> [Your task]
Return every line of the records below verbatim, leaving out the pictures.

------------------------------------------------------------

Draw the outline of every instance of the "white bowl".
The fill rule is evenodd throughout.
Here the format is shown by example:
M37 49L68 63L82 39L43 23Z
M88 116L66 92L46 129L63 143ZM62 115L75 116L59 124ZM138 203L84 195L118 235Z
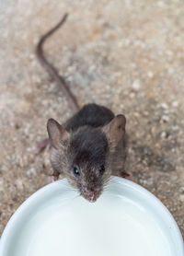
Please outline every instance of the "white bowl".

------------------------------------------------------------

> [Result for this task]
Draw the outline of every instance of the "white bowl".
The fill rule is evenodd throughout.
Here the format is shown by example:
M37 49L68 63L82 39L43 23Z
M88 116L66 92L46 129L63 143ZM62 115L75 116L59 124ZM138 203L84 195L118 235Z
Please outline every instance of the "white bowl".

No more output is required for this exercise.